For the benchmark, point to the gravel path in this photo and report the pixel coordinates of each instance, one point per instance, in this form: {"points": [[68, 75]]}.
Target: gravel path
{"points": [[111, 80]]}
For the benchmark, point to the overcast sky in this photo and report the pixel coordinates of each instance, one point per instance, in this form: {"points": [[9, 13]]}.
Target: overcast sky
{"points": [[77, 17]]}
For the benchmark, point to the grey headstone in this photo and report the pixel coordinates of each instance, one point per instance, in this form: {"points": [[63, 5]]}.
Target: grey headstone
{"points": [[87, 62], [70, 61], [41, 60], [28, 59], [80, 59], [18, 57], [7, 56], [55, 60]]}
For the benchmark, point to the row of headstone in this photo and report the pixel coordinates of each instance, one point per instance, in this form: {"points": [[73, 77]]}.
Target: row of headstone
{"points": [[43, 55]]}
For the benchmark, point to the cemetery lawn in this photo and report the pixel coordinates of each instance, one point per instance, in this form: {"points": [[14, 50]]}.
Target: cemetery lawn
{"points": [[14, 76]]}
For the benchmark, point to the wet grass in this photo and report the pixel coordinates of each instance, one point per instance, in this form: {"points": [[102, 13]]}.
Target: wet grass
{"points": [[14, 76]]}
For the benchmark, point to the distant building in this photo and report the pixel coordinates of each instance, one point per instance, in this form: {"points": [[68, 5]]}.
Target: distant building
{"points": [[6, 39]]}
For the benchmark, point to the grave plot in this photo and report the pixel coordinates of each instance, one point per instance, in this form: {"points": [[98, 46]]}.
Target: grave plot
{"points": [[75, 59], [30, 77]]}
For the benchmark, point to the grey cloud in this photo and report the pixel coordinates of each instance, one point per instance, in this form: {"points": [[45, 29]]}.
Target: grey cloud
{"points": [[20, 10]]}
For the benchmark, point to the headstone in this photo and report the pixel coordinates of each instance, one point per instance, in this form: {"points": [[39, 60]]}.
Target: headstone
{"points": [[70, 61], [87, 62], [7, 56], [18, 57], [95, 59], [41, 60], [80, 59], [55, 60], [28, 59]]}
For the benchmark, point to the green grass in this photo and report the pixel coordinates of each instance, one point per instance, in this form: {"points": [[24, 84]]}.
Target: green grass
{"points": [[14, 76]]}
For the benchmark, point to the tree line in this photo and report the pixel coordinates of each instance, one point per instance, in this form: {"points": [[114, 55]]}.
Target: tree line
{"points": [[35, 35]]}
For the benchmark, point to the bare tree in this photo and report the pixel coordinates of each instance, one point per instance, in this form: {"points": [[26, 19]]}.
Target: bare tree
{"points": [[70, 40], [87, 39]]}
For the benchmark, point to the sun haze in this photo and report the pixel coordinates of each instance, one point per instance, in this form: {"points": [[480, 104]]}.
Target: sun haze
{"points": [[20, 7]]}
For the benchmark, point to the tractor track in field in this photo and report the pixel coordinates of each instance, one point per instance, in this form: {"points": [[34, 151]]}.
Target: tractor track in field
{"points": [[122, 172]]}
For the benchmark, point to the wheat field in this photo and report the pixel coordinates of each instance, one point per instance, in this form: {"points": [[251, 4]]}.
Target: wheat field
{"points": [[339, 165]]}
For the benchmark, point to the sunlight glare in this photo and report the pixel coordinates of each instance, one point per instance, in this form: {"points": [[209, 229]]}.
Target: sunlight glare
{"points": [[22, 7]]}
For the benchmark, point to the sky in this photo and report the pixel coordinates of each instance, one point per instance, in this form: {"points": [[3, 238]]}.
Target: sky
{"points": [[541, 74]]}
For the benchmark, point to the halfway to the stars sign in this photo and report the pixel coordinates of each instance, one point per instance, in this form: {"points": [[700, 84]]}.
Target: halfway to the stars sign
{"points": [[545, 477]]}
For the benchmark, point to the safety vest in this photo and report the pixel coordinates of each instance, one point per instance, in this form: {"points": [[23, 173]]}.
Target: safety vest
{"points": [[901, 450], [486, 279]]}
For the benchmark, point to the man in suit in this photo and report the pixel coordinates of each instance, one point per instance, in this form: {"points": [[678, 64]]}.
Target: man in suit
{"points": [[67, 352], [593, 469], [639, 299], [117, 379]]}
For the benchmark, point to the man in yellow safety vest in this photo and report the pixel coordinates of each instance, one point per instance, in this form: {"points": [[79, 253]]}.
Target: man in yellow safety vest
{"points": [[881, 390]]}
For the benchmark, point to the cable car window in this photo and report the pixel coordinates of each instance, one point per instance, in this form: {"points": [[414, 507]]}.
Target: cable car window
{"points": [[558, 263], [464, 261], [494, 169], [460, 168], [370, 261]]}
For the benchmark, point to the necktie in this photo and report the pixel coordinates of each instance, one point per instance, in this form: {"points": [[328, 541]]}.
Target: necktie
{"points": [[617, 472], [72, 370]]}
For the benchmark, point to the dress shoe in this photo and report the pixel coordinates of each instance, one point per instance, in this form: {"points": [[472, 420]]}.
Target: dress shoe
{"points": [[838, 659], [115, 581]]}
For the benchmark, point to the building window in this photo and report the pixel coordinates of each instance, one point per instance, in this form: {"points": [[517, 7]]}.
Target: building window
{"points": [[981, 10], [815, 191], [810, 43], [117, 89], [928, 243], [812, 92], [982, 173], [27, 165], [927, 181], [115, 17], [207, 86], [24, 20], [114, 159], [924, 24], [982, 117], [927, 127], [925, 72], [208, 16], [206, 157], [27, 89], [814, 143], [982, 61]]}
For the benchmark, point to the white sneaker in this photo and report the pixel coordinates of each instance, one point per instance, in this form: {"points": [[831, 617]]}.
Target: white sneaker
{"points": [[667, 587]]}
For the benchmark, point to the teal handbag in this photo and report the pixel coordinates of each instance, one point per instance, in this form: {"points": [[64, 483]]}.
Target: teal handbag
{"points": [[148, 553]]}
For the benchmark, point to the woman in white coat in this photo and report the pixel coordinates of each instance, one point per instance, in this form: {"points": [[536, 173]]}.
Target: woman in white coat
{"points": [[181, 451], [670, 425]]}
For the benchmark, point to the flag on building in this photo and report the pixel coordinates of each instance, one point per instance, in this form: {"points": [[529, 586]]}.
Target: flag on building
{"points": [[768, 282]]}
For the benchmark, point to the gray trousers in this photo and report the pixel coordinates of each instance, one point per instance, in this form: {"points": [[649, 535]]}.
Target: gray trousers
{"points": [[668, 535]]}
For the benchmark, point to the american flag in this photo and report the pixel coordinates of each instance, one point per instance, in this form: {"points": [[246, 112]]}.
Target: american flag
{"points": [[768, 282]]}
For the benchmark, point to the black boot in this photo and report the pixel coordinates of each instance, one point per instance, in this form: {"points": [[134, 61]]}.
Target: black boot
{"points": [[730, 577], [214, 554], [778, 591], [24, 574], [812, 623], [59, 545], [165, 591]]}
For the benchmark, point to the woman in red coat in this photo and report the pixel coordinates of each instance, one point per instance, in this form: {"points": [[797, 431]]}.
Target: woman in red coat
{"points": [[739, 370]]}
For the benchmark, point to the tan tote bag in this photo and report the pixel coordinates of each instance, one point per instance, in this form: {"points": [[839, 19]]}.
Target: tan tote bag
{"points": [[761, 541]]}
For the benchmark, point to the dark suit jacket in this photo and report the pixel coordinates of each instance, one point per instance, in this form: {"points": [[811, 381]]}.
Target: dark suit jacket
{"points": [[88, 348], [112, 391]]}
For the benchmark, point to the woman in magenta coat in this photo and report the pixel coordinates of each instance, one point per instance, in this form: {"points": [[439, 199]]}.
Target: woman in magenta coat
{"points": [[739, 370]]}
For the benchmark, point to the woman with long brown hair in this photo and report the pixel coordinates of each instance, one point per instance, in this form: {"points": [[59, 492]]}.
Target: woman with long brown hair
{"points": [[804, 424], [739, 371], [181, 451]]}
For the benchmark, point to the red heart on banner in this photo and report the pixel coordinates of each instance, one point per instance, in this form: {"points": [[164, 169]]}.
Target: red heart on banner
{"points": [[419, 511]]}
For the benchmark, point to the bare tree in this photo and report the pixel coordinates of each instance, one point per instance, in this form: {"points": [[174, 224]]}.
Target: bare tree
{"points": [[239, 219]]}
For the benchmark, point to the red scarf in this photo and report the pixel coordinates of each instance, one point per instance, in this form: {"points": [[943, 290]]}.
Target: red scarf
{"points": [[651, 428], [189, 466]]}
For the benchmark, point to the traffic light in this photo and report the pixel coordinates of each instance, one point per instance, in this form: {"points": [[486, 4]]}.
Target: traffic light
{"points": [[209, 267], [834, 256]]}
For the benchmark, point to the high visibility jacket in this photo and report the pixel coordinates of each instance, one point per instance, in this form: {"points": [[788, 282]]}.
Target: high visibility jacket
══════════
(Exercise directions): From the line containing "For the benchmark, point to the tan" to the last line of the material, please quote every line exactly and only those.

(Solution to the problem):
For the benchmark, point to the tan tote bag in this photo and report the pixel coordinates of each instance, one point per instance, in this form: {"points": [[839, 19]]}.
Target: tan tote bag
{"points": [[761, 541]]}
For the benchmark, point to the dark suit jacket in this photo and report the pixel coordinates of each instance, one point per instance, in this form: {"points": [[811, 381]]}.
Target: dark suit jacket
{"points": [[88, 348], [112, 391]]}
For the benchmark, point to the woman in magenta coat in this photo and report the pixel coordinates of each instance, one point per instance, in this form: {"points": [[439, 199]]}.
Target: woman in magenta coat
{"points": [[739, 370]]}
For the benchmark, point to the woman with long brown hair in this photo and report the pixel coordinates of each instance, one point per instance, in this form: {"points": [[59, 492]]}.
Target: woman with long brown hair
{"points": [[804, 424], [739, 371], [181, 451]]}
For the benchmark, point to the red heart on banner in this photo and report the pixel coordinates of each instance, one point per instance, in this form: {"points": [[164, 169]]}.
Target: red heart on banner
{"points": [[419, 511]]}
For the benchmark, point to the bare tree in this photo and report the pixel coordinates of each instance, one point per instance, in this form: {"points": [[174, 224]]}.
Target: bare tree
{"points": [[239, 219]]}
For the benchmark, point to the red scarf in this photo and report the pixel coordinates of each instance, one point per instance, in this form: {"points": [[943, 290]]}.
Target: red scarf
{"points": [[651, 428], [189, 466]]}
For the benchmark, point to the traffic light in this photo and report the pixel coordinates of each instance, one point per instance, in this form: {"points": [[486, 4]]}.
Target: traffic light
{"points": [[209, 267], [834, 256]]}
For the benchmark, point to the high visibility jacket in this photo and report the pixel coordinates of each instance, one point per instance, in this form: {"points": [[788, 282]]}.
Target: high visibility jacket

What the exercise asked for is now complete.